**Requirements:** Please quote every one of the records below word for word, with each line unchanged.

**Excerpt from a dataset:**
>> BEGIN

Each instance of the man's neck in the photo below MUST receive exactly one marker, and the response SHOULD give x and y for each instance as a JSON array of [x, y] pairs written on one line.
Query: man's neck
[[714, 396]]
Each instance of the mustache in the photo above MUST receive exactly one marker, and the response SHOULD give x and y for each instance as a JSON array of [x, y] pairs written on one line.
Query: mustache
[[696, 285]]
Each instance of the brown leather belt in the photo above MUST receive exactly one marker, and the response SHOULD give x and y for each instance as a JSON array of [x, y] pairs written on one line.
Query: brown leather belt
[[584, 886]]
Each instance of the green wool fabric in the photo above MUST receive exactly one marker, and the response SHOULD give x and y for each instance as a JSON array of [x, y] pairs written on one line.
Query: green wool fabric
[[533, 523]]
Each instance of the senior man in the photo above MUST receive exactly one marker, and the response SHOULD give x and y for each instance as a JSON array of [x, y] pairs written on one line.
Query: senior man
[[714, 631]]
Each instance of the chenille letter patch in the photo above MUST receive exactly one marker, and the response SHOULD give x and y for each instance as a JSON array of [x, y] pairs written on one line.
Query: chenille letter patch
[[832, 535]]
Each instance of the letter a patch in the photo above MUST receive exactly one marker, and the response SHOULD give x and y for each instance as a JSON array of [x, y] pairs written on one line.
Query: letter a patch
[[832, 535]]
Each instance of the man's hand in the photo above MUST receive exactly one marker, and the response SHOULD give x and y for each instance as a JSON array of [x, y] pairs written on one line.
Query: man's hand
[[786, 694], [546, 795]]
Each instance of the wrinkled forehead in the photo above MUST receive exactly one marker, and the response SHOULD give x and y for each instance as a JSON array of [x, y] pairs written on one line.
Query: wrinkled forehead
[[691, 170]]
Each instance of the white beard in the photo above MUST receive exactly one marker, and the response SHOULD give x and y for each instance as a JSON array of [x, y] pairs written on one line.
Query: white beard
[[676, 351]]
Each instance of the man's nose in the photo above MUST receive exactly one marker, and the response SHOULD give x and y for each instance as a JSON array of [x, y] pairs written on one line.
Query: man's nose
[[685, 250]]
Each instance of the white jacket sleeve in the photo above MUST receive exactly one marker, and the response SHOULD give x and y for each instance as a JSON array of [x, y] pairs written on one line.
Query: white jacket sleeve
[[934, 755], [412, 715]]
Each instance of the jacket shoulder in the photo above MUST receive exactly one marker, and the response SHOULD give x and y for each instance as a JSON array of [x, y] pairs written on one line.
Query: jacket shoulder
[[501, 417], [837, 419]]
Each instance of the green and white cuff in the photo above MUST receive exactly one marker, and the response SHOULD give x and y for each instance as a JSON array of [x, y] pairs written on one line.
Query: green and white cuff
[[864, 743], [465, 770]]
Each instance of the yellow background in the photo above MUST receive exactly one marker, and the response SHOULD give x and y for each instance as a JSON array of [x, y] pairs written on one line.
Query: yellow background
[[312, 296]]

>> END

**Task result:**
Each instance of the man's neck in the photo below MUST receive exactly one marker, and the response SHOULD give x and y for each instance as a JSON array of [x, y] pairs written on one line.
Query: man's neck
[[714, 396]]
Each instance of the mustache in the photo above MUST receive exactly one marker, and the response SHOULD give x and y for each instance as a JSON array of [x, y] pairs written on one line.
Query: mustache
[[696, 285]]
Each instance of the brown leather belt in the photo above MUST receive exactly one marker, and the response SHOULD give x and y for each instance as a JSON array of [x, y] pairs written on one line.
Query: brown leather belt
[[584, 886]]
Each instance of the green wool fabric in the photo above MUST receive exactly one marker, and the response SHOULD give x and y for each instance as a JSON array of [x, y] pairs written on one line.
Query: green wool fabric
[[533, 523]]
Each instance of the senior man in the photo above MUST receive exactly one marker, and the response SHOULD give x and y for each instance as a JSON array of [x, y] pairs written on one line.
Query: senior man
[[714, 631]]
Each instance of the chenille letter patch in the photo above MUST receive exactly one marker, and the response SHOULD give x and y for each instance as a JSON array of [x, y] pairs written on one line.
Query: chenille letter patch
[[832, 535]]
Each instance of the letter a patch in the photo above MUST receive exactly one marker, and the response SHOULD give x and y for each instance as a JSON array of [x, y] pairs written on one line.
Query: letter a patch
[[832, 535]]
Each instance of the man's hand in the photo above MUST receive exactly one marker, and the response SHOULD give x and y for each instance as a JSON array of [x, y] pairs written on one line.
Query: man's hand
[[786, 694], [546, 795]]
Each instance of the wrinkled forehead in the photo above MUST receive exactly one marker, and the response SHOULD give x and y for each instance as a JSON array of [x, y] pairs written on one line.
Query: wrinkled forehead
[[691, 170]]
Each instance of the white beard in the photo above MUST receive exactly one marker, and the response SHOULD give x and y for each instance as a JSON array of [x, y] pairs written on one line.
Query: white beard
[[676, 351]]
Each instance of the man's nose in the photo above MUST receive exactly one marker, and the response SHOULD give x and y for each instance as a JSON array of [x, y] pairs written on one line.
Query: man's nose
[[685, 250]]
Each instance of the white jacket sleeve in the photo above MUST receive exactly one marker, and the response SHOULD give x and y for each instance as a JSON array of [x, y] pairs written on one line.
Query: white jacket sleeve
[[934, 755], [412, 715]]
Each instance of the jacket shoulder in the photo above MUST receive exactly one marker, and the response SHOULD give x and y for each instance as a JSON array of [x, y] pairs written on one line.
Query: jacket shoulder
[[501, 417], [837, 419]]
Each instance of the green and white cuff in the photo above MUST receive exactly one marker, and the response SHOULD give x and y for each instance as a JSON array of [x, y] pairs written on one line.
Query: green and white cuff
[[864, 743], [465, 770]]
Each instance of the yellow background in the photo above MUST receive exactly one marker, and the response SHOULD give x and y for each instance as a JSON array of [x, y] pairs written on one line.
Query: yellow background
[[312, 296]]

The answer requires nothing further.